What to produce
Edit the lines below so that each "pretty-printed" becomes "indented", and reproduce them with no other change.

--- start of Data excerpts ---

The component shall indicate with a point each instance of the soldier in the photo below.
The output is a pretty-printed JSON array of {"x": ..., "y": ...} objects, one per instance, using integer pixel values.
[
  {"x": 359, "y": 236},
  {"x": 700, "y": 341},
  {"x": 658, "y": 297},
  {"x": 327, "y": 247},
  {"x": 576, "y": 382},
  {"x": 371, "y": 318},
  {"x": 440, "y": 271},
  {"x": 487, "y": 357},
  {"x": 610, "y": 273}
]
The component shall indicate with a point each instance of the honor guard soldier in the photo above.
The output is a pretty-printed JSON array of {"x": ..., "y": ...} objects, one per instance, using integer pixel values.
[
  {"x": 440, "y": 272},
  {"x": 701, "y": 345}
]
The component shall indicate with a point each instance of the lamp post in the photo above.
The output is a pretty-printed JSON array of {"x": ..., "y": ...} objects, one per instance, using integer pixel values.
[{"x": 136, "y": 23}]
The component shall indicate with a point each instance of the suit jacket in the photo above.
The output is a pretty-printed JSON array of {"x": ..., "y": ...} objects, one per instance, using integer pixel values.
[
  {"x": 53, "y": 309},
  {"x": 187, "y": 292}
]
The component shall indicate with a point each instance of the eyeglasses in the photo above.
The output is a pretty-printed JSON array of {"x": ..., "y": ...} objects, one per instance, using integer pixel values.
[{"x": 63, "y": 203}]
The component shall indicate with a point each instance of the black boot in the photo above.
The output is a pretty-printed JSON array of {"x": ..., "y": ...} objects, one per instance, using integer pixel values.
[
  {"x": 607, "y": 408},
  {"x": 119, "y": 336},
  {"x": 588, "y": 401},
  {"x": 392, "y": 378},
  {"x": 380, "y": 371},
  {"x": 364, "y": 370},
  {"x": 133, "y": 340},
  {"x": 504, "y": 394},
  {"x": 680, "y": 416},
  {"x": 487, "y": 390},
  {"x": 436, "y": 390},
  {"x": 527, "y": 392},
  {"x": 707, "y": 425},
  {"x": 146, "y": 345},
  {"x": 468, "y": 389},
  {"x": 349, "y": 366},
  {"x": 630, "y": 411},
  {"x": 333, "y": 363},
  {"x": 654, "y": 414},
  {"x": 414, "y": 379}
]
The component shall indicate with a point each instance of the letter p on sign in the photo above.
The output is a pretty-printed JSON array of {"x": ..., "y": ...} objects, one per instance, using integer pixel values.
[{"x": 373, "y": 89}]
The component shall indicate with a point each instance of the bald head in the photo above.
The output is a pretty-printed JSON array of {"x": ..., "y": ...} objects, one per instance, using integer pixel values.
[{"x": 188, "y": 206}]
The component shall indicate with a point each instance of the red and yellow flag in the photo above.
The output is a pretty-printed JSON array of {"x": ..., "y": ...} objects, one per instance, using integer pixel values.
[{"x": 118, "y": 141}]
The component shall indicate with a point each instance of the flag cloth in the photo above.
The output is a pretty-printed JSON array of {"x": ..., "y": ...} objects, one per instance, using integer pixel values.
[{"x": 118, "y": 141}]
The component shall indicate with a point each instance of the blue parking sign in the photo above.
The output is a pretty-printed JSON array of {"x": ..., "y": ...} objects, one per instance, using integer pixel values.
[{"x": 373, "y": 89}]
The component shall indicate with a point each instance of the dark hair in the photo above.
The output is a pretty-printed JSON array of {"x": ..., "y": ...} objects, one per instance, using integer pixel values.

--- end of Data excerpts ---

Correct result
The component shall indicate with a point each instance of the soldier in the photo below.
The output is a indented JSON array of {"x": ..., "y": ...} objects, one per instance, using integer pixel values.
[
  {"x": 359, "y": 236},
  {"x": 700, "y": 341},
  {"x": 658, "y": 297},
  {"x": 327, "y": 247},
  {"x": 576, "y": 382},
  {"x": 371, "y": 318},
  {"x": 440, "y": 271},
  {"x": 487, "y": 357},
  {"x": 610, "y": 273}
]
The component shall indicate with a point each instance of the honor guard soldier in the photo above.
The output is a indented JSON array of {"x": ..., "y": ...} objects, one per instance, using integer pixel values.
[
  {"x": 440, "y": 272},
  {"x": 701, "y": 345}
]
The component shall indicate with a point each instance of the lamp post in the photo above.
The output is a indented JSON array of {"x": ..., "y": ...} objects, one per instance, using integer pixel values.
[{"x": 136, "y": 23}]
The component shall indicate with a point each instance of the suit jacket in the photo above.
The output is a indented JSON array of {"x": ..., "y": ...} objects, one per instance, using integer pixel values.
[
  {"x": 53, "y": 309},
  {"x": 187, "y": 292}
]
The component shall indicate with a point each instance of the eyeglasses in the photo above.
The output is a indented JSON array of {"x": ..., "y": ...} objects, one per instance, using integer pixel values.
[{"x": 63, "y": 203}]
The component shall indicate with a point each instance of the black boot in the photo above.
The output is a indented JSON array of {"x": ..., "y": ...} objects, one per instance, using integer pixel values.
[
  {"x": 607, "y": 408},
  {"x": 119, "y": 336},
  {"x": 588, "y": 401},
  {"x": 392, "y": 378},
  {"x": 380, "y": 371},
  {"x": 364, "y": 370},
  {"x": 133, "y": 340},
  {"x": 504, "y": 394},
  {"x": 680, "y": 416},
  {"x": 487, "y": 390},
  {"x": 436, "y": 390},
  {"x": 527, "y": 392},
  {"x": 707, "y": 425},
  {"x": 146, "y": 345},
  {"x": 468, "y": 389},
  {"x": 349, "y": 366},
  {"x": 630, "y": 411},
  {"x": 333, "y": 363},
  {"x": 654, "y": 414},
  {"x": 414, "y": 379}
]
The component shall indicate with a point each instance of the letter p on sign in the photo above.
The output is a indented JSON array of {"x": ..., "y": ...} objects, one per instance, using integer pixel values.
[{"x": 373, "y": 89}]
The component shall indicate with a point each instance of the bald head in the photo above.
The output is a indented JSON array of {"x": ..., "y": ...} objects, one per instance, using integer pixel values.
[{"x": 188, "y": 206}]
The component shall indicate with a point each instance of the red and yellow flag in the photo above.
The output is a indented JSON array of {"x": ..., "y": ...} objects, one per instance, using integer pixel values.
[{"x": 118, "y": 141}]
The component shall indicate with a point each instance of the flag cloth in the photo above.
The output is a indented JSON array of {"x": ..., "y": ...} objects, one per instance, using integer pixel values.
[{"x": 118, "y": 141}]
The component shall indicate with a point each instance of the blue parking sign in the photo above.
The output is a indented JSON array of {"x": ..., "y": ...} objects, one per instance, using integer pixel values.
[{"x": 373, "y": 89}]
The component shall indicate with a point each instance of the dark hair in the photo above.
The output is a indented JSON array of {"x": ..., "y": ...} objects, one per instance, using integer pixel values.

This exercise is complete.